• [Belge bölümü]

# # # # #

12 Mart 2010 Cuma

Hukuk 12 Mart 'Gazi'si

Hukuk 12 Mart
'Gazi'si

İSTANBUL (11.03.2010)- 12 Mart; 22 kişinin
öldürüldüğü yüzlerce kişinin yaralandığı
Gazi katliamının 15. yılı. Katliam, Ergenekon tutuklusu Osman
Gürbüz'ün ifadeleriyle bir kez daha gündeme geldi. Ancak
bir gelişme yok. HSYK'dan da bir ses yok. Oysa Gazi davası büyük
bir hukuk katliamıydı.

12 Mart, 1971 askeri darbesinin 39. yılı. Ama aynı zamanda, İstanbul
Gazi Mahallesi'nde 12 Mart 1995 akşamı Alevilerin gittiği üç
kahvenin taranmasıyla başlayan katliamın da 15. yılı. Gazi'de neler
yaşandı? Davada neler oldu? Yargıtay, Danıştay, Hakimler ve Savcılar
Yüksek Kurulu şimdi ayakta. Peki o zaman? Avukat Gülizar Tuncer
anlatıyor, hedefi tam 12'den vuruyor.

Mağdurlar sanık oldu

İstanbul'da, çoğunlukla Alevilerin oturduğu Gazi Mahallesi'nde
üç kahvehane ve bir işyeri, 12 Mart 1995 akşamı otomatik
silahlarla tarandı. Saldırganlar olay yerinden uzaklaşırken gasp
ettikleri taksinin şoförünü öldürdü, taksiyi
ateşe verdi. Amaç "Alevi-Sünni çatışması'nın
fitilini ateşlemekti. Ama halk oyunu bozdu.

İstanbul Valiliği, sokağa çıkma yasağı ilan etti.
Terörle Mücadele Şubesi'nde görevli Adem Albayrak adlı bir
polis halka hedef halka ateş ederken görüntülendi.
Çatışmalar, 13, 14 ve 15 Mart günlerinde de sürdü.

# # # # #

• [Yazılı talep 1] Kayıtlarda "Mark the starfish" ifadesini içeren satırdan "[1040, 799]" ifadesini içeren satıra kadar uzanan kısmı, "coverage chart" yerine "coverage map" koyarak ve başka hiçbir şeyi değiştirmeden yeniden yazın.
Yukarıdaki metin ile kayıtlar birbirinden bağımsız malzemelerdir.

# # # # #

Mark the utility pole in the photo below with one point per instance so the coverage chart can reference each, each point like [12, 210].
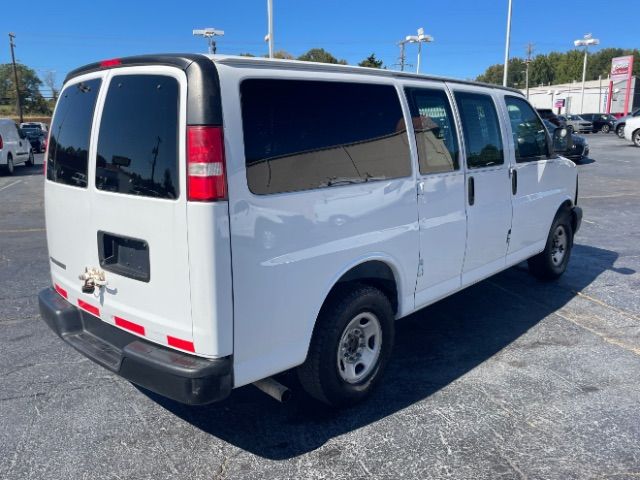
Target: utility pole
[528, 61]
[12, 36]
[506, 48]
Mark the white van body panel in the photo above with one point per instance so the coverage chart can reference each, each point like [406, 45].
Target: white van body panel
[289, 249]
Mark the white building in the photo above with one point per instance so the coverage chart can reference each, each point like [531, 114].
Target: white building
[595, 96]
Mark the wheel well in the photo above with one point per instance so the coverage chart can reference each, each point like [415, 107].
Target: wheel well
[375, 273]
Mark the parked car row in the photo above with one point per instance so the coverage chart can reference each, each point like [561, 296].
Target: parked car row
[15, 146]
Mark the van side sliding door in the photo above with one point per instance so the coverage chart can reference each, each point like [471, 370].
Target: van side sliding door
[488, 186]
[441, 191]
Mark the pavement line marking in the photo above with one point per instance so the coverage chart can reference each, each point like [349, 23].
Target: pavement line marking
[10, 185]
[23, 230]
[606, 305]
[616, 195]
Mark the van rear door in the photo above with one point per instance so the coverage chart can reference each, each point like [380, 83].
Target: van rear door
[125, 213]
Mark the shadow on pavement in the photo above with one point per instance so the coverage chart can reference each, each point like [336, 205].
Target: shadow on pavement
[434, 347]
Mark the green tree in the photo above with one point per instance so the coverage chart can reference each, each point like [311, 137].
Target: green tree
[320, 55]
[371, 61]
[29, 87]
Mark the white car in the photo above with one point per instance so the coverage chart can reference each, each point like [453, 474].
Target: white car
[213, 221]
[15, 148]
[632, 130]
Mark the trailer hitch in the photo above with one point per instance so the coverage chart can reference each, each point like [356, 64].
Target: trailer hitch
[92, 277]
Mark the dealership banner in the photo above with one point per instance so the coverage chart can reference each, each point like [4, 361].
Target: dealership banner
[621, 68]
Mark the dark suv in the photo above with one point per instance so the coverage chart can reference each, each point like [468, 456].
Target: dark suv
[602, 122]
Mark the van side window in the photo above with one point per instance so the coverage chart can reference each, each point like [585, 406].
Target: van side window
[301, 134]
[68, 151]
[483, 142]
[138, 138]
[434, 130]
[529, 134]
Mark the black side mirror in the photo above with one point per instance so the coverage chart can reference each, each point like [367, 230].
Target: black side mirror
[562, 140]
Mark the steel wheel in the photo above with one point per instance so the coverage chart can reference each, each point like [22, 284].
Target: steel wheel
[560, 244]
[359, 347]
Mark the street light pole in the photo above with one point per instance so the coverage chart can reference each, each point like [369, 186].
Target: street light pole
[15, 76]
[419, 39]
[585, 42]
[506, 48]
[270, 26]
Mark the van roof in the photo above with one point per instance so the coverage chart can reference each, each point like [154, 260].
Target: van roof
[184, 60]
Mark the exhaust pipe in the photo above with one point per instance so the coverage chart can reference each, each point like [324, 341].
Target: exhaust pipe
[274, 389]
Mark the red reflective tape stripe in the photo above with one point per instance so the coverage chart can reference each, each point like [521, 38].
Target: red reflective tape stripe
[134, 327]
[89, 308]
[181, 344]
[61, 291]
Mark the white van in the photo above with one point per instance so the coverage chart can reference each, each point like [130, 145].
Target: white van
[214, 221]
[14, 147]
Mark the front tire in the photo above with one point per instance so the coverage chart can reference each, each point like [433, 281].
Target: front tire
[552, 262]
[9, 168]
[350, 347]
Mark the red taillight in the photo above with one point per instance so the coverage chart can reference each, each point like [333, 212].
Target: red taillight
[181, 344]
[112, 62]
[206, 177]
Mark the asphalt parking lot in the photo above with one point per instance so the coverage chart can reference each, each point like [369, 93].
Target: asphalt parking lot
[511, 378]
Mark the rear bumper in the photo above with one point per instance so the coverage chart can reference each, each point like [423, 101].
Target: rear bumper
[185, 378]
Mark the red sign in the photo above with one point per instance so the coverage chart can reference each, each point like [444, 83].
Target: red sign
[621, 67]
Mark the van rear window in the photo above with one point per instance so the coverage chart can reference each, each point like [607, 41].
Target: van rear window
[70, 132]
[300, 134]
[138, 138]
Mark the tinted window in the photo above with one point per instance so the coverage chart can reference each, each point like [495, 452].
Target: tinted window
[529, 134]
[70, 132]
[483, 142]
[300, 135]
[138, 140]
[434, 129]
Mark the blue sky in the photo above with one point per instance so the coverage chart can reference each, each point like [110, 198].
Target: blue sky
[469, 34]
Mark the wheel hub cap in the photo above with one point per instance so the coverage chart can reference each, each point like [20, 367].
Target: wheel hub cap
[359, 347]
[559, 247]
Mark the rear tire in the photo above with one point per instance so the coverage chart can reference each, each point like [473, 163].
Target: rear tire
[350, 347]
[552, 262]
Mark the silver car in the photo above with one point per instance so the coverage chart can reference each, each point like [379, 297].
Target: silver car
[576, 123]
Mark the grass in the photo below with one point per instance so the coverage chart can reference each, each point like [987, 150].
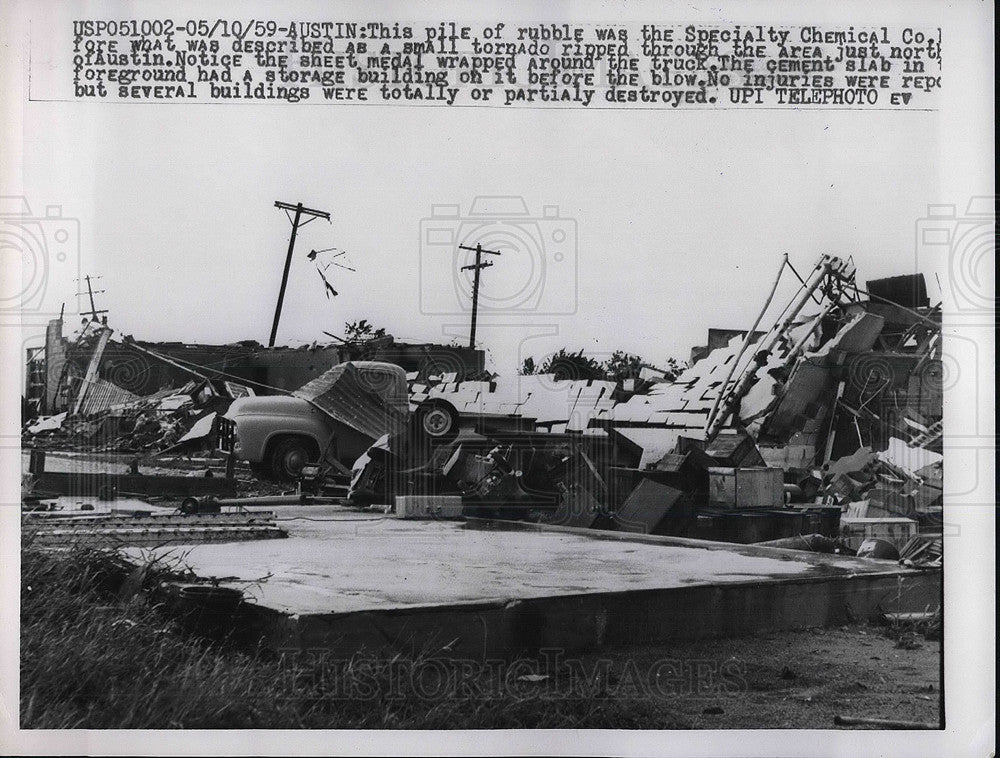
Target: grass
[97, 652]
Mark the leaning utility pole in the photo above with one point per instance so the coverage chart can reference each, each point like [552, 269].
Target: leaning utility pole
[93, 308]
[478, 250]
[296, 223]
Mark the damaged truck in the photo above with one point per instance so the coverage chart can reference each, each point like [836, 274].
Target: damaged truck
[331, 420]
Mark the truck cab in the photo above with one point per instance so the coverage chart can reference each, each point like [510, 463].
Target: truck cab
[334, 418]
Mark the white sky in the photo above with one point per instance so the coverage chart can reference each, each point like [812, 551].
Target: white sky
[681, 217]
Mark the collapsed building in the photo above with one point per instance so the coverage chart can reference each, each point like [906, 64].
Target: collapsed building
[99, 392]
[824, 427]
[828, 424]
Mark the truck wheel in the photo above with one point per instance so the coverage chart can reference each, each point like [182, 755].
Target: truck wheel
[287, 458]
[439, 421]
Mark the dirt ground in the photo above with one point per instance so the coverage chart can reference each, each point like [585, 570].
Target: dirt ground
[796, 679]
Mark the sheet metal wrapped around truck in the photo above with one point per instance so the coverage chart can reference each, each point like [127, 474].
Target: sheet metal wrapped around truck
[370, 398]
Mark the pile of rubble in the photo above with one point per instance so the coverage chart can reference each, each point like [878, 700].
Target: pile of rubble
[164, 420]
[827, 425]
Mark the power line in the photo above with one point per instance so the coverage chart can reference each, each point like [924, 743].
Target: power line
[297, 222]
[477, 267]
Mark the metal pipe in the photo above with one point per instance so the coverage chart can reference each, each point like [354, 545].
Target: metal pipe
[815, 279]
[746, 343]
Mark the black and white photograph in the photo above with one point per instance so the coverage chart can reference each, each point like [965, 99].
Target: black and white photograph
[600, 378]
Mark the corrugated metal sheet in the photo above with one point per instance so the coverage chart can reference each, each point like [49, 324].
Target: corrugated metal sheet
[102, 394]
[371, 399]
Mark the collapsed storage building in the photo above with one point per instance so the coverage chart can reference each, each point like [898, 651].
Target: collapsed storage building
[828, 423]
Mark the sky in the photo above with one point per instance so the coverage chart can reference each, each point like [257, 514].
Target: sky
[675, 222]
[671, 222]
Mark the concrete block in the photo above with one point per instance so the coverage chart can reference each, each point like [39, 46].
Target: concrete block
[895, 530]
[428, 506]
[746, 487]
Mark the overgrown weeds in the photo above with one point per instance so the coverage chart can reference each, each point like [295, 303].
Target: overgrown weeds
[97, 652]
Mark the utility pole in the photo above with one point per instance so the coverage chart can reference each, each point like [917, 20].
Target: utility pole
[296, 223]
[93, 312]
[477, 266]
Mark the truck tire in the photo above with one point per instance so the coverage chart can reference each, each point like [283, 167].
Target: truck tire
[438, 421]
[287, 457]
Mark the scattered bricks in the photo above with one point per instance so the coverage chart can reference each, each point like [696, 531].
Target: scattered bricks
[428, 506]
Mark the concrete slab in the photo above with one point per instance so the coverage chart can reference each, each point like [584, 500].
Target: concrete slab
[346, 580]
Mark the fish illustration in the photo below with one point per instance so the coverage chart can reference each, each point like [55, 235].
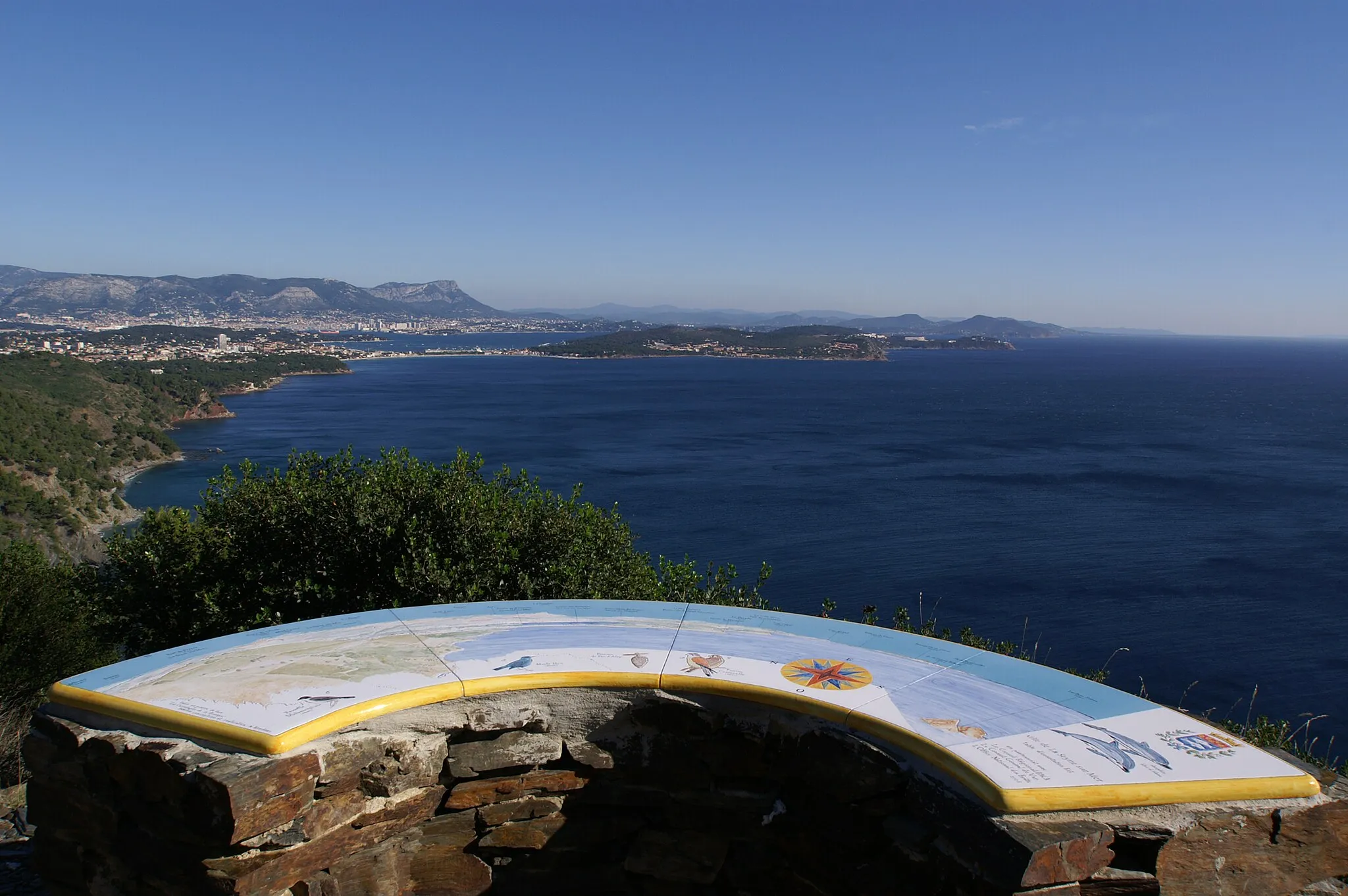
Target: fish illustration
[706, 663]
[1138, 748]
[1111, 751]
[955, 728]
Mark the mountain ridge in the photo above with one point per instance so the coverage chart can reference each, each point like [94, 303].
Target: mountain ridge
[88, 295]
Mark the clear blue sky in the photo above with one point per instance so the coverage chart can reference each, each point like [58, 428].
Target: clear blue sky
[1152, 164]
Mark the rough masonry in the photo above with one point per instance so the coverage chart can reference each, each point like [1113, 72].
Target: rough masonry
[594, 791]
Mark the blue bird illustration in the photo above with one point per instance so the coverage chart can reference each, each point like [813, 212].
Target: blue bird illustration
[1138, 748]
[1111, 751]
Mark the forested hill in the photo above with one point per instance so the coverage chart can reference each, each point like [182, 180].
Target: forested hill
[70, 432]
[819, 343]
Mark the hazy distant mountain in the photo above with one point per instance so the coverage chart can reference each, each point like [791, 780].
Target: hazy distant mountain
[13, 276]
[242, 295]
[694, 317]
[236, 294]
[438, 298]
[900, 325]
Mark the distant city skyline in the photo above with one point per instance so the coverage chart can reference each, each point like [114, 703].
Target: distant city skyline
[1149, 164]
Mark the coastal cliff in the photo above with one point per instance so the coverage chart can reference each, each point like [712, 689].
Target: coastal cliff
[74, 433]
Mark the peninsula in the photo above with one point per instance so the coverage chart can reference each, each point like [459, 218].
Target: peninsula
[816, 343]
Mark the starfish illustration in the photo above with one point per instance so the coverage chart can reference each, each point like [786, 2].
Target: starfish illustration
[827, 674]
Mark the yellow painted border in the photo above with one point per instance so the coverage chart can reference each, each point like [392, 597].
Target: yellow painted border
[1040, 799]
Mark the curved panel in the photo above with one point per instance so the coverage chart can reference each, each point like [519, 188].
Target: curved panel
[1022, 737]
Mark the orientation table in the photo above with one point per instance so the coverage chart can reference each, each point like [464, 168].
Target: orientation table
[1024, 737]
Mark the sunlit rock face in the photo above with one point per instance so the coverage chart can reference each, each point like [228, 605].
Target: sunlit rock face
[609, 791]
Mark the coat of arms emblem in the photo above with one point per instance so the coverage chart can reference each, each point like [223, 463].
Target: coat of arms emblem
[1204, 745]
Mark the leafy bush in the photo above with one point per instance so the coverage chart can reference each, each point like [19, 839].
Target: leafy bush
[47, 631]
[342, 534]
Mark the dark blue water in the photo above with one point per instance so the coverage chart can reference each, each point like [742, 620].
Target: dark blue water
[1180, 497]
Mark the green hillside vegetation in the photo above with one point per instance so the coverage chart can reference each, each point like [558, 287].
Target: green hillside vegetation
[70, 430]
[824, 343]
[340, 534]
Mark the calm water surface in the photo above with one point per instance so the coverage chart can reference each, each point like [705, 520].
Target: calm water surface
[1180, 497]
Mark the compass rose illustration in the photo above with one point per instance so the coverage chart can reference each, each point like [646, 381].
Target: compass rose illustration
[827, 676]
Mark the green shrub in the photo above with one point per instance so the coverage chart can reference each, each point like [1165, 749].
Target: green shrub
[49, 630]
[336, 534]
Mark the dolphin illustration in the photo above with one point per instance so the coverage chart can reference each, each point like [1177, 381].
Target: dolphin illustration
[1111, 751]
[1138, 748]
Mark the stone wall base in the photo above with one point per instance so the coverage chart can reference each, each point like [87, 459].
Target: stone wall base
[602, 793]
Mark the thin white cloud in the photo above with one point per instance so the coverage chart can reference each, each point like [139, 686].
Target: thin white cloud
[999, 124]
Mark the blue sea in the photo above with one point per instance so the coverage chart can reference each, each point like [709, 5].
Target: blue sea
[1178, 497]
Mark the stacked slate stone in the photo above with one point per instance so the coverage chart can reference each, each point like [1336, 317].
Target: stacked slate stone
[665, 797]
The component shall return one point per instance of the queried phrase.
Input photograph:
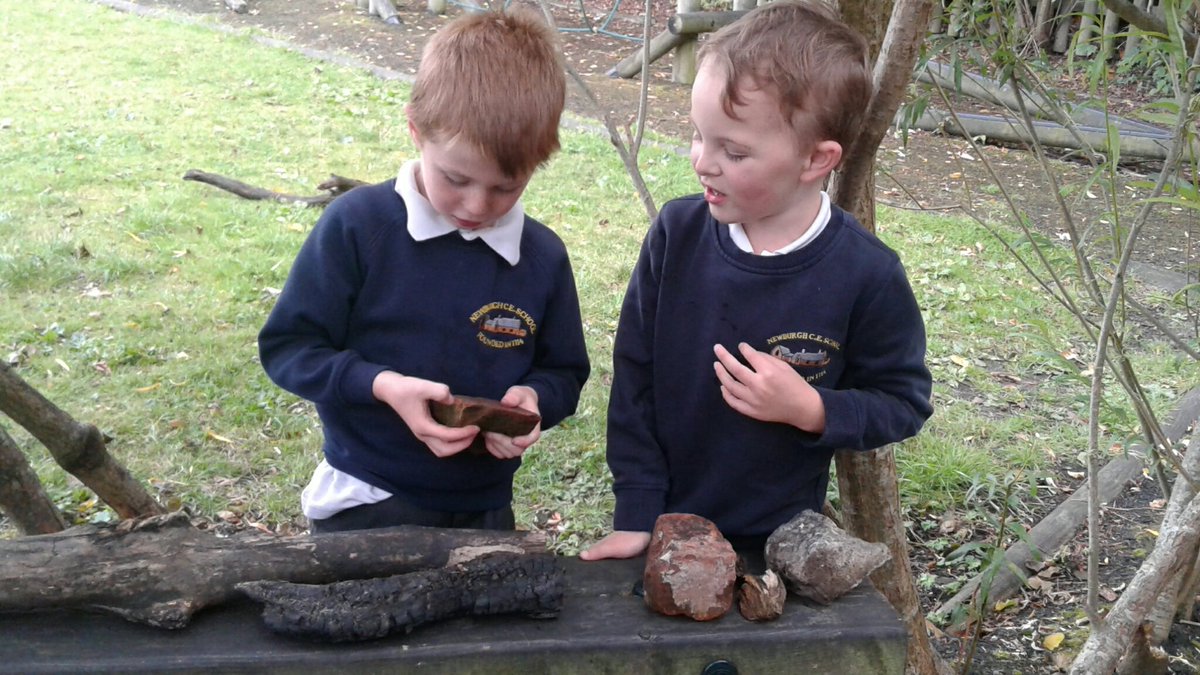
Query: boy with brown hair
(762, 267)
(437, 284)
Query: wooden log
(161, 571)
(373, 608)
(660, 45)
(693, 23)
(22, 497)
(1063, 521)
(78, 448)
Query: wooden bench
(604, 627)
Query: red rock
(690, 568)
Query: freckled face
(465, 185)
(751, 166)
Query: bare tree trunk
(868, 481)
(870, 497)
(78, 448)
(1168, 604)
(22, 497)
(160, 571)
(683, 67)
(1108, 643)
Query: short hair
(493, 79)
(803, 53)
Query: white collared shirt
(742, 242)
(330, 490)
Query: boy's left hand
(505, 447)
(768, 390)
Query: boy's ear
(414, 135)
(823, 159)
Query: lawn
(132, 298)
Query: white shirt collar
(742, 242)
(424, 222)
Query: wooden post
(701, 22)
(683, 69)
(1108, 42)
(1066, 21)
(1086, 27)
(660, 45)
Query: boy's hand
(768, 390)
(411, 396)
(504, 447)
(622, 543)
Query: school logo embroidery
(807, 352)
(502, 326)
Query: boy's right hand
(411, 396)
(622, 543)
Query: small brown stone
(486, 413)
(690, 568)
(761, 598)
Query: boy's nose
(700, 161)
(478, 203)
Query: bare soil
(928, 172)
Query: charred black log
(369, 609)
(124, 569)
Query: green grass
(132, 298)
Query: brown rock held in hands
(486, 413)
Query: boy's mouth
(713, 197)
(468, 223)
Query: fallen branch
(373, 608)
(336, 186)
(161, 571)
(78, 448)
(22, 496)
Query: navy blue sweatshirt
(839, 310)
(364, 297)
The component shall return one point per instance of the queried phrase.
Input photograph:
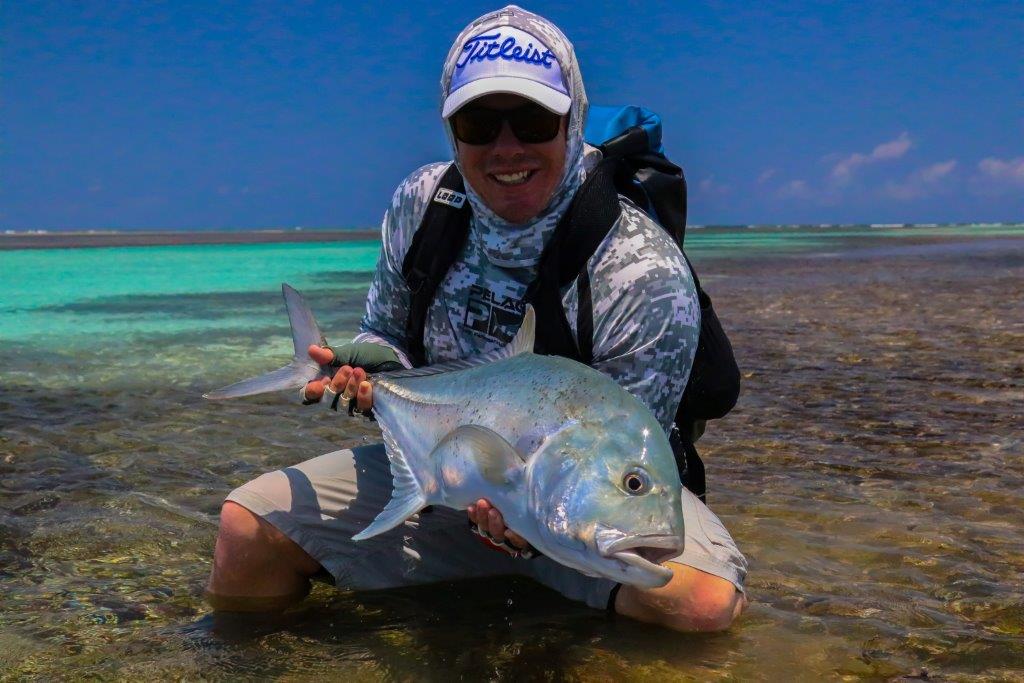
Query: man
(514, 108)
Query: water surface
(872, 471)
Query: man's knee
(249, 548)
(692, 600)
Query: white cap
(507, 59)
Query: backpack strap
(435, 246)
(590, 217)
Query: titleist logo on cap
(493, 46)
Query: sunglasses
(529, 123)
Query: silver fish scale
(550, 392)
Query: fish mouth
(640, 551)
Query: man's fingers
(497, 524)
(365, 396)
(356, 377)
(313, 390)
(322, 355)
(341, 379)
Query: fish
(577, 465)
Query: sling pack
(634, 165)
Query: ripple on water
(872, 473)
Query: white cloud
(711, 186)
(922, 182)
(1008, 171)
(844, 168)
(795, 189)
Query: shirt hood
(520, 244)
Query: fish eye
(636, 482)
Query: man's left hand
(488, 519)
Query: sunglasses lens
(476, 125)
(532, 124)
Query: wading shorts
(322, 503)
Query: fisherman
(514, 110)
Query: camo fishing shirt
(646, 314)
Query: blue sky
(172, 115)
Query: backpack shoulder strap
(590, 217)
(435, 246)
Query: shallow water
(872, 472)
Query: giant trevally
(578, 466)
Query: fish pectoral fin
(292, 376)
(402, 506)
(407, 497)
(522, 343)
(492, 456)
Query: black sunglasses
(530, 123)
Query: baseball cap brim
(542, 94)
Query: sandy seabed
(872, 472)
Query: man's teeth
(512, 178)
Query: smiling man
(514, 109)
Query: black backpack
(631, 167)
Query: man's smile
(511, 178)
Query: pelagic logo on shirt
(489, 315)
(451, 198)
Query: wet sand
(872, 472)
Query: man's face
(495, 170)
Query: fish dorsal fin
(522, 343)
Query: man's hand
(488, 519)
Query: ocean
(872, 471)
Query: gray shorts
(322, 503)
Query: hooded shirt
(645, 310)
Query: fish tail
(301, 370)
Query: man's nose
(506, 142)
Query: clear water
(872, 471)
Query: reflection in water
(872, 473)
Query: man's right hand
(353, 360)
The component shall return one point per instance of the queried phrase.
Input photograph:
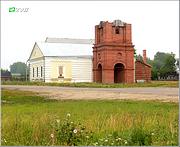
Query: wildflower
(109, 135)
(52, 135)
(68, 115)
(58, 121)
(5, 140)
(118, 139)
(75, 131)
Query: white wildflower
(75, 131)
(52, 135)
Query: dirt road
(52, 92)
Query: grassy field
(28, 119)
(98, 85)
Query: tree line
(163, 65)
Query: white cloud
(155, 25)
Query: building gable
(36, 52)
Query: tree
(163, 65)
(18, 67)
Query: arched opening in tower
(119, 73)
(99, 74)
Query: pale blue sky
(155, 25)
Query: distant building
(113, 55)
(61, 60)
(5, 75)
(107, 59)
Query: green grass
(98, 85)
(28, 119)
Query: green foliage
(163, 64)
(96, 122)
(141, 137)
(71, 133)
(18, 67)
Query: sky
(155, 24)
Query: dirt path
(52, 92)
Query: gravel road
(52, 92)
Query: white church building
(61, 60)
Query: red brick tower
(113, 53)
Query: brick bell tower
(113, 53)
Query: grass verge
(97, 85)
(28, 119)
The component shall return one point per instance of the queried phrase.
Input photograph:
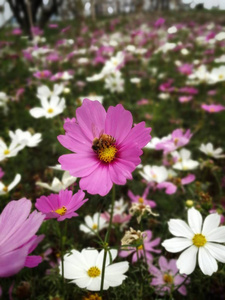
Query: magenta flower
(167, 278)
(148, 247)
(213, 108)
(142, 199)
(17, 236)
(42, 74)
(178, 139)
(106, 147)
(61, 206)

# # # # #

• [Yazılı talep 2]
Gazi katliamıyla ilgili haber metnine göre şu soruları yanıtlayın:
(a) 12 Mart 2010, Gazi katliamının kaçıncı yılıdır?
(b) Saldırganlar olay yerinden uzaklaşırken gasp ettikleri taksinin şoförüne ve taksiye ne yaptı?
(c) Çatışmalar 12 Mart'tan sonra hangi günlerde de sürdü?

• [Sonuç 1]
Mark the starfish illustration in the photo above with one point per instance so the coverage map can reference each, each point like [786, 2].
Target: starfish illustration
[827, 674]
Mark the yellow painted border in the photo above with one point per instance so the coverage map can reference each, each point like [392, 597].
Target: yellow painted border
[1040, 799]

• [Sonuç 2]
(a) 15. yılıdır.
(b) Şoförü öldürdüler, taksiyi ateşe verdiler.
(c) 13, 14 ve 15 Mart günlerinde.